• [EXERCISE DETAILS]
Reproduce the passage on Byrd's governorship word for word, in full.

• [SELECTION]
>>>

As governor, Byrd pushed through constitutional amendments that streamlined the state government and allowed for more efficient use of tax dollars. He also made property taxes solely a county responsibility. When it was obvious that increased spending on road construction wasn't enough to "get Virginia out of the mud," he pushed through a secondary roads bill that gave the state responsibility for maintaining county roads. These measures made Byrd seem like a New South progressive at first. However, many of his measures were more to the benefit of rural areas more interested in low taxes than better services. He instituted a "pay as you go" approach to spending, in which no state money was spent until enough taxes and fees came in to pay for it. Highways and tourism were his primary pursuits, says his biographer. "He advocated building roads to state shrines such as Jamestown and Monticello and called for historical markers along roadways, the first of which appeared in Fredericksburg in November. He held regional meetings to bring about closer cooperation between state and county road officials, prophesying that the road system could be completed within ten years through such cooperation . . . . A tour of the highway system convinced him of the progress being made in extending the arterial network. Indeed, over 2,000 miles would be added to the system during Byrd's governorship, 1,787 of these miles in 1928. Road building was one way to keep the voters happy and prove the efficacy of pay-as-you-go." (Heineman)

<<<

• [DATASET EXCERPTS]
>>>

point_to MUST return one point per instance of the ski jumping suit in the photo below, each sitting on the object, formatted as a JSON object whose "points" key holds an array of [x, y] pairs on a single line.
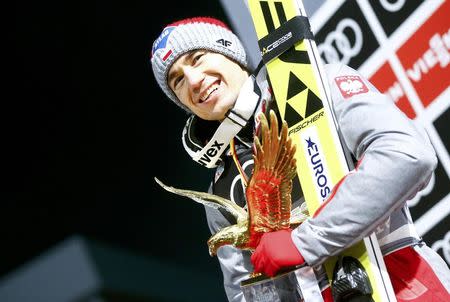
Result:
{"points": [[370, 198]]}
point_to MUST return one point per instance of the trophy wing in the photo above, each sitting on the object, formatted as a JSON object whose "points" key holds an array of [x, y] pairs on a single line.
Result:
{"points": [[209, 200], [269, 190]]}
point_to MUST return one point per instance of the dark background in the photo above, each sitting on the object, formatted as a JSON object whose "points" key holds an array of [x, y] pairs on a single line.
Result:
{"points": [[86, 130]]}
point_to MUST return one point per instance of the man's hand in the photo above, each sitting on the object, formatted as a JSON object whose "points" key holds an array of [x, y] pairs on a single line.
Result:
{"points": [[275, 251]]}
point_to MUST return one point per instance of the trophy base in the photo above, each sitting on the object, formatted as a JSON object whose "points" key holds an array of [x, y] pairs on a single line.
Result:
{"points": [[281, 288]]}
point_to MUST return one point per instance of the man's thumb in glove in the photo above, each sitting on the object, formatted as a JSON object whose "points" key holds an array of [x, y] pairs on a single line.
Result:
{"points": [[275, 251]]}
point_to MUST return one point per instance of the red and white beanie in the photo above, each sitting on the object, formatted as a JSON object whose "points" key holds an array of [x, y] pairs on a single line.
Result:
{"points": [[189, 34]]}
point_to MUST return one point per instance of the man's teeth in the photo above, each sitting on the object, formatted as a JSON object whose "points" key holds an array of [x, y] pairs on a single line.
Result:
{"points": [[208, 92]]}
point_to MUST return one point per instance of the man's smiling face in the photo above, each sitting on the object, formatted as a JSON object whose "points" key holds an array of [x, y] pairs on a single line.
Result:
{"points": [[208, 83]]}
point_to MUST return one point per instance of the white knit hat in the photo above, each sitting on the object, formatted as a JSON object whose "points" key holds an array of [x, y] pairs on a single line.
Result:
{"points": [[189, 34]]}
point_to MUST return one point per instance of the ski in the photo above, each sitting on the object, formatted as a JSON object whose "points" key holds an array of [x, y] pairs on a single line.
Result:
{"points": [[302, 95]]}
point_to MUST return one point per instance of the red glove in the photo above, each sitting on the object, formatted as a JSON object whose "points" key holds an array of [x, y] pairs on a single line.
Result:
{"points": [[275, 251]]}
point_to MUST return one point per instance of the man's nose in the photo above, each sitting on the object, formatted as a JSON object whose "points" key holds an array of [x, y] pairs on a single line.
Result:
{"points": [[194, 77]]}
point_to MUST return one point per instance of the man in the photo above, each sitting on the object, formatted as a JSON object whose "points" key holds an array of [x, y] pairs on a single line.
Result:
{"points": [[201, 66]]}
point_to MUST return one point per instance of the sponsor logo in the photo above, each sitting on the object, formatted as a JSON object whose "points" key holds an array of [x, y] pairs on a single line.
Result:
{"points": [[337, 43], [350, 85], [210, 153], [224, 42], [315, 161], [277, 43], [161, 41], [306, 123]]}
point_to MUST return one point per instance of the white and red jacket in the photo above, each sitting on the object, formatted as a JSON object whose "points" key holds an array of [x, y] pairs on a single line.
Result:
{"points": [[395, 160]]}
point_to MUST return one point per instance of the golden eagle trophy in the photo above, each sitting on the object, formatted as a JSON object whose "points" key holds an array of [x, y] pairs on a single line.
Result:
{"points": [[268, 195]]}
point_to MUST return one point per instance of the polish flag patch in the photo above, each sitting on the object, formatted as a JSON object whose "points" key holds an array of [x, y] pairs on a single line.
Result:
{"points": [[350, 85]]}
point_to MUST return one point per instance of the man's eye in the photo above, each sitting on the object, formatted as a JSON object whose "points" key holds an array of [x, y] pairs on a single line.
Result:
{"points": [[177, 81], [197, 57]]}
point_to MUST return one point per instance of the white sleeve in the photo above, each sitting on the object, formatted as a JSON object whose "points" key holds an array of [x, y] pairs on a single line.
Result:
{"points": [[395, 161]]}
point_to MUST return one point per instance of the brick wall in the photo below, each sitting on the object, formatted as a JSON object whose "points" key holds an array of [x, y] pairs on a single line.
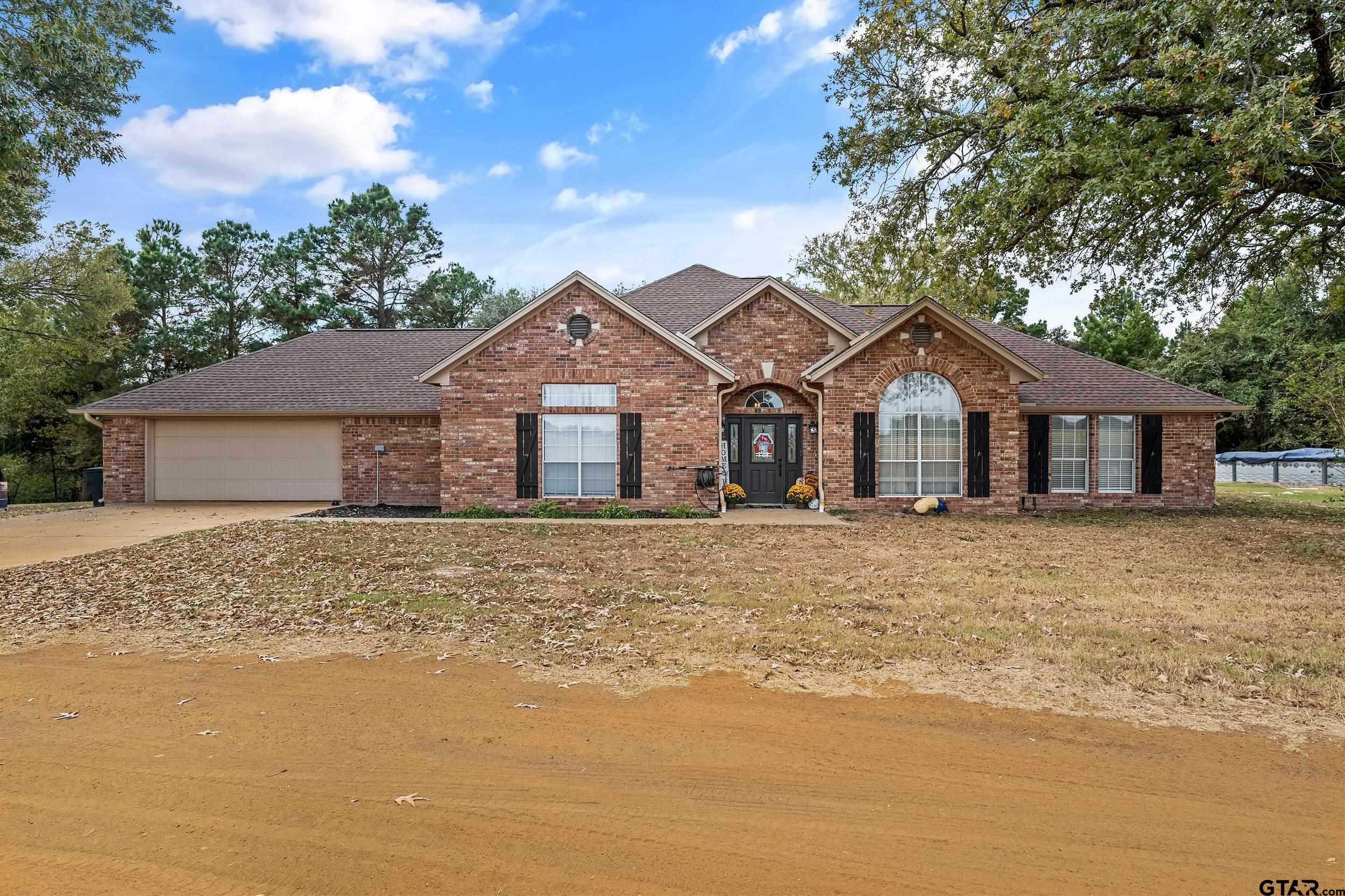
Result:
{"points": [[768, 329], [982, 384], [124, 460], [1188, 468], [409, 470], [485, 393]]}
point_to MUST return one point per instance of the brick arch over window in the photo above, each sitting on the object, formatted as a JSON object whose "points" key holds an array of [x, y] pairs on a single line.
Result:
{"points": [[792, 395], [969, 393]]}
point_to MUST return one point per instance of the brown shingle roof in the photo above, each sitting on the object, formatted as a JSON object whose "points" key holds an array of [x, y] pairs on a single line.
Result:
{"points": [[686, 298], [357, 371], [1082, 381], [338, 371]]}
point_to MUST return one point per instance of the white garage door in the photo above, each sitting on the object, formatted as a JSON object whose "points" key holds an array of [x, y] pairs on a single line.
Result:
{"points": [[253, 459]]}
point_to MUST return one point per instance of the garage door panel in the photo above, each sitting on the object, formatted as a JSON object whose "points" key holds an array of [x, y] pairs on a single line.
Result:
{"points": [[246, 459]]}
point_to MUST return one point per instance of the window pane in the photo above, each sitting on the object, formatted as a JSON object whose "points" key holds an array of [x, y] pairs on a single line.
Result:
{"points": [[579, 455], [897, 478], [940, 477], [579, 395], [919, 392], [1070, 452], [897, 438], [560, 481], [599, 481], [1115, 454]]}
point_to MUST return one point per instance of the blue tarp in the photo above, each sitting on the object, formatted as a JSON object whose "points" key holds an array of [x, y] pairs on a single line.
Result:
{"points": [[1294, 454]]}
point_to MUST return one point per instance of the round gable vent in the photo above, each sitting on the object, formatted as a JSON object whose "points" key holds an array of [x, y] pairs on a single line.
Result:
{"points": [[922, 336], [579, 328]]}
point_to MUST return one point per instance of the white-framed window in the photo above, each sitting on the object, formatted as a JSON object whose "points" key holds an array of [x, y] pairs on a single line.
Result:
{"points": [[579, 455], [921, 438], [1070, 452], [1115, 452], [579, 395]]}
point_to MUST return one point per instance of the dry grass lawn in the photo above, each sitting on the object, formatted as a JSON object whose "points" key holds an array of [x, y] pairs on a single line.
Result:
{"points": [[30, 510], [1233, 615]]}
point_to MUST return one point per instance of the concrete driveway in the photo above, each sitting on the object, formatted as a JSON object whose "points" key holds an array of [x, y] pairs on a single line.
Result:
{"points": [[30, 540]]}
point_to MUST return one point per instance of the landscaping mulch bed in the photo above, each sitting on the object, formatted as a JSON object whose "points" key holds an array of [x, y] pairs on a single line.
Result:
{"points": [[381, 511]]}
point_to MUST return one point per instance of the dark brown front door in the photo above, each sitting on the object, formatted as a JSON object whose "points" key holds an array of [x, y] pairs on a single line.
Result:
{"points": [[766, 455]]}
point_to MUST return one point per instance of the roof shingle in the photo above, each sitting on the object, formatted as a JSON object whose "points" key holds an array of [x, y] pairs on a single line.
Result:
{"points": [[329, 371]]}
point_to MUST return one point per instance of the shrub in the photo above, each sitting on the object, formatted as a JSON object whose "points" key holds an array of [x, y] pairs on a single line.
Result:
{"points": [[612, 510], [479, 510], [801, 494], [681, 510], [548, 510]]}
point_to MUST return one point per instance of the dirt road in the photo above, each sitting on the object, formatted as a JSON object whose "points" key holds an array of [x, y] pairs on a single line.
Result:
{"points": [[711, 789]]}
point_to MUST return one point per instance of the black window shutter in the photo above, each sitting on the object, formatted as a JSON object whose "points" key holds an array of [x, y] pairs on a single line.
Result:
{"points": [[978, 454], [633, 457], [1039, 454], [1152, 454], [525, 459], [865, 466]]}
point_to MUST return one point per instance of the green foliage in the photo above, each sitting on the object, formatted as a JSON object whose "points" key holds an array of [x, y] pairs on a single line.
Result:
{"points": [[165, 278], [367, 255], [1188, 146], [681, 510], [1316, 387], [61, 303], [232, 287], [448, 298], [65, 72], [498, 306], [548, 509], [1121, 330], [612, 509], [1246, 355], [480, 510]]}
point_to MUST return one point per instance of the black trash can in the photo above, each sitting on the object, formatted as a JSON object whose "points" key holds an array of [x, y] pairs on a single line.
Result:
{"points": [[93, 485]]}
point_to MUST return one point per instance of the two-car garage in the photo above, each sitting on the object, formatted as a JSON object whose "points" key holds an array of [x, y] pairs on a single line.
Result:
{"points": [[243, 459]]}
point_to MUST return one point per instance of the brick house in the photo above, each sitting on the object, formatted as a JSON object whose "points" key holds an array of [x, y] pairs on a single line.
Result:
{"points": [[584, 396]]}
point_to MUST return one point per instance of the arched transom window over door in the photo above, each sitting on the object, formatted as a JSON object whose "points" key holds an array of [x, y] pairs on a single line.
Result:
{"points": [[921, 438]]}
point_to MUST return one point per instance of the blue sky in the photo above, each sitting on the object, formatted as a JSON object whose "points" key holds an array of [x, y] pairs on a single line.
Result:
{"points": [[622, 139]]}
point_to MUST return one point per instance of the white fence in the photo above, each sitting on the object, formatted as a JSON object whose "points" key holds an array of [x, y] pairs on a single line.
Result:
{"points": [[1293, 473]]}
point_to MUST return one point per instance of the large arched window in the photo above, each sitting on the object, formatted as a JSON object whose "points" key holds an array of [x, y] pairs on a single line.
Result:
{"points": [[921, 438]]}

<<<

• [EXPECTED ANSWER]
As governor, Byrd pushed through constitutional amendments that streamlined the state government and allowed for more efficient use of tax dollars. He also made property taxes solely a county responsibility. When it was obvious that increased spending on road construction wasn't enough to "get Virginia out of the mud," he pushed through a secondary roads bill that gave the state responsibility for maintaining county roads. These measures made Byrd seem like a New South progressive at first. However, many of his measures were more to the benefit of rural areas more interested in low taxes than better services. He instituted a "pay as you go" approach to spending, in which no state money was spent until enough taxes and fees came in to pay for it. Highways and tourism were his primary pursuits, says his biographer. "He advocated building roads to state shrines such as Jamestown and Monticello and called for historical markers along roadways, the first of which appeared in Fredericksburg in November. He held regional meetings to bring about closer cooperation between state and county road officials, prophesying that the road system could be completed within ten years through such cooperation . . . . A tour of the highway system convinced him of the progress being made in extending the arterial network. Indeed, over 2,000 miles would be added to the system during Byrd's governorship, 1,787 of these miles in 1928. Road building was one way to keep the voters happy and prove the efficacy of pay-as-you-go." (Heineman)